Would just like to say the live translations for this series are the best thing to ever happen to me on mondays. This manga is weird as fuck but god damn is it funny to read with others.


----------



## Rax (Mar 3, 2015)

It's to cute, OS


----------



## SkitZoFrenic (Mar 24, 2015)

Chapter 41!

Dear God...poor Takeru man lol. Mizuki said it was OK...right?....RIGHT!?  Jesus that would be such a strange situation to be in...fuckin Loki

Really wish these releases would happen faster hough...literally first chapter translated in a month X_X


----------



## OS (Mar 24, 2015)

You can follow the live translations on 4chan on mondays. They're like 10 chapters ahead.


----------



## SkitZoFrenic (Mar 24, 2015)

OS said:


> You can follow the live translations on 4chan on mondays. They're like 10 chapters ahead.



Do they record the live translations and have the links somewhere? Because if not...then it really makes no difference. If the live translations are 10+ chapters ahead, then there is still no real way for me to catch up...


----------



## SkitZoFrenic (Mar 29, 2015)

Chapter 42!

Holy shit...this chapter was hilarious. That bitch is crazy


----------



## SkitZoFrenic (Mar 31, 2015)

Apparently (from leaked early scans of Weekly Young Jump), Boku Girl is getting an anime in Winter :amazed Probably an April Fools joke...but...you never know.


----------



## Arcuya (Apr 3, 2015)

/a/ on 4chan do live translations every week, so if you want to catch up to where the raws are, just look at /a/'s archives


----------



## Zabuza (Apr 3, 2015)

I was really hoping that Loki would mess with the guy gender at the worst possible times still got something pretty much close to that. When takero would make a move the guy would revert to his guy form. When the guy tried to make a move on the girl he likes then he would become a girl.


----------



## rajin (Apr 12, 2015)

*Boku Girl 59 Raw*

*Chapter 166*


----------



## SkitZoFrenic (Apr 17, 2015)

Chapter 43

Fuckin Loki man...lol. Mizuki just cannot catch a break can he/she?

__Problem a__
Please swap "Changelog" for "Update note" in the records, from the line with "the rocky shoreline" up to and including the line with "x=327 y=126". Give only those lines, with nothing else changed.

__Records supplied__
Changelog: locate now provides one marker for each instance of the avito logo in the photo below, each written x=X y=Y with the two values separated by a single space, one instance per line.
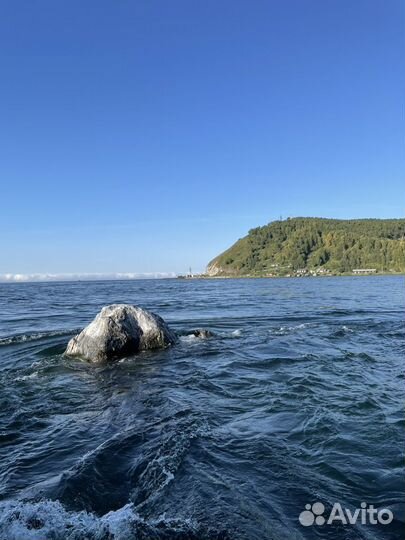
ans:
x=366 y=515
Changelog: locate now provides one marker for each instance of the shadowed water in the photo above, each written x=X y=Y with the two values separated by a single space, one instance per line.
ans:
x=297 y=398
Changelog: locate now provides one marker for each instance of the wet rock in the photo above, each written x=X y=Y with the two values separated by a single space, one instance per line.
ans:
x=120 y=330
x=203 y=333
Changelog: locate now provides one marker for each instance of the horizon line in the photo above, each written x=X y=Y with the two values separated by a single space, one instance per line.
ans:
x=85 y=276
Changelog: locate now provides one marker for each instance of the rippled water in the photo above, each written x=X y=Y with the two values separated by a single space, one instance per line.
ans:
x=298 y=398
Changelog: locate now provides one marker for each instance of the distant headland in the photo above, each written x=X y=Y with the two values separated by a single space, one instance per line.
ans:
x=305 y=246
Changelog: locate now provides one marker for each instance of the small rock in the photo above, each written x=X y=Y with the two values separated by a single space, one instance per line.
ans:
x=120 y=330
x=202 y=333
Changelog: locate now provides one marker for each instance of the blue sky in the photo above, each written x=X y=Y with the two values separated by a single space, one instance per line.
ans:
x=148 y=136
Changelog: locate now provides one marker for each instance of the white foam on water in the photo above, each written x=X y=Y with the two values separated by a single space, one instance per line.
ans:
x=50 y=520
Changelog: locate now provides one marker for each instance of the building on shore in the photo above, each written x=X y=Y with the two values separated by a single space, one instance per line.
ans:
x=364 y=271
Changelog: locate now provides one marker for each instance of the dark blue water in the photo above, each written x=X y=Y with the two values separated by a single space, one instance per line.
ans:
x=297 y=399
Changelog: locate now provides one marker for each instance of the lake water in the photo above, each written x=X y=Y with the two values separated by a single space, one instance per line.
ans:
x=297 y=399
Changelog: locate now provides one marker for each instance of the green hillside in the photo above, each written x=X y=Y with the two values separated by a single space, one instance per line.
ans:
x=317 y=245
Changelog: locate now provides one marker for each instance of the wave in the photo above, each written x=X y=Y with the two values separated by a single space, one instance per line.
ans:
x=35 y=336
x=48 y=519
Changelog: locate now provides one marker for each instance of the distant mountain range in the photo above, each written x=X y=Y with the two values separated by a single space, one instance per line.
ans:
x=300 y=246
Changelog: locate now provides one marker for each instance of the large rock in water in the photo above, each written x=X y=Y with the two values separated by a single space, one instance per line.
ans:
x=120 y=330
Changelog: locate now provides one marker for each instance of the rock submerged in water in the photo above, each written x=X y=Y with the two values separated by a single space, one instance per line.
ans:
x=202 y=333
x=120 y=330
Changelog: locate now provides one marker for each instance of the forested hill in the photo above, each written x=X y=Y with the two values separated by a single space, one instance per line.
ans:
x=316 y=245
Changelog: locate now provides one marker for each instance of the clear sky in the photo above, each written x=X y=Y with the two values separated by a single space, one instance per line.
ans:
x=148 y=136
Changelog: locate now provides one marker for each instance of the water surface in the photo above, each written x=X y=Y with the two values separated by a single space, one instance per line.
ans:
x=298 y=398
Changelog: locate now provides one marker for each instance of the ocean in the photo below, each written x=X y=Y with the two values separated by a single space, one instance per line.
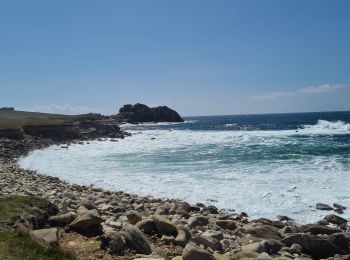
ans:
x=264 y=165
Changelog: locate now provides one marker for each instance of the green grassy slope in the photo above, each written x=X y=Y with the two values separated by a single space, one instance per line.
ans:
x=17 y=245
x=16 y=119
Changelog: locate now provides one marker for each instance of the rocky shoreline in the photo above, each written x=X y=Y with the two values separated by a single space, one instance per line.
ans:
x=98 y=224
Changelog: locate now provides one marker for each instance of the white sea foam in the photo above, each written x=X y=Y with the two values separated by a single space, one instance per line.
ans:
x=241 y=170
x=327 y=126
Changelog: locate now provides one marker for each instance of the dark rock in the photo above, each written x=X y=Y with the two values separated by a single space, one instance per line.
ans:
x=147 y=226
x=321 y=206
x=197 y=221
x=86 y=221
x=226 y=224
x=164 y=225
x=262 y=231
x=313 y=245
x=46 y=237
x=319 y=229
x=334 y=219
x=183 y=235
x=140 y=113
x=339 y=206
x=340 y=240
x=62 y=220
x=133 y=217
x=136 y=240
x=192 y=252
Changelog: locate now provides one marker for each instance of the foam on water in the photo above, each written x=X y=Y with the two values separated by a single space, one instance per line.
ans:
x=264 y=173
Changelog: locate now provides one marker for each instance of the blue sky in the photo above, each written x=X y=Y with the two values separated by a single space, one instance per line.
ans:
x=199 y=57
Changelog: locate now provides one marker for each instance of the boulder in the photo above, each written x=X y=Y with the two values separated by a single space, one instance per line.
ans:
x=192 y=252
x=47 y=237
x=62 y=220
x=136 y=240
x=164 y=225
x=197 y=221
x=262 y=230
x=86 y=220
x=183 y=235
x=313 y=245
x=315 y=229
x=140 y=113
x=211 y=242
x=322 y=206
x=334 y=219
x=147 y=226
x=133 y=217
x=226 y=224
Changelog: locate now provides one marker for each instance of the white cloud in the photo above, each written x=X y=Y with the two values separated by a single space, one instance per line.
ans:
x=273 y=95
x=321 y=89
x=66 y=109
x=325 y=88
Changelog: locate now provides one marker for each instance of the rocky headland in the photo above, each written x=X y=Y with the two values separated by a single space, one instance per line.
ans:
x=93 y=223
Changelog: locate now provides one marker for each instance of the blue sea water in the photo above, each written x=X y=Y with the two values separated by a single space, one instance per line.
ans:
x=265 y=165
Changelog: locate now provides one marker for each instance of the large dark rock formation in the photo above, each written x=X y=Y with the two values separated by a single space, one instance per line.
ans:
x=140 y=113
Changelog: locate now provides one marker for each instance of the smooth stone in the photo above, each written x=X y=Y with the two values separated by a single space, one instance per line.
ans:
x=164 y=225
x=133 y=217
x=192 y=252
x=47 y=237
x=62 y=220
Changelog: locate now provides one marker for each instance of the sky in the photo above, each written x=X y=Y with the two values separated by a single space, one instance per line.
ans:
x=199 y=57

__Problem b__
Return the passage of the manga thread from "## SkitZoFrenic (Mar 29, 2015)" up to and including "joke...but...you never know.", copied without any change.

__Task response a__
Update note: locate now provides one marker for each instance of the rocky shoreline in the photo above, each written x=X y=Y with the two values separated by a single space, one instance per line.
ans:
x=98 y=224
Update note: locate now provides one marker for each instance of the white sea foam in the photo above, each written x=X y=Y with the two values separated by a single space, one instance per line.
ans:
x=241 y=170
x=327 y=126

__Task response b__
## SkitZoFrenic (Mar 29, 2015)

Chapter 42!

Holy shit...this chapter was hilarious. That bitch is crazy


----------



## SkitZoFrenic (Mar 31, 2015)

Apparently (from leaked early scans of Weekly Young Jump), Boku Girl is getting an anime in Winter :amazed Probably an April Fools joke...but...you never know.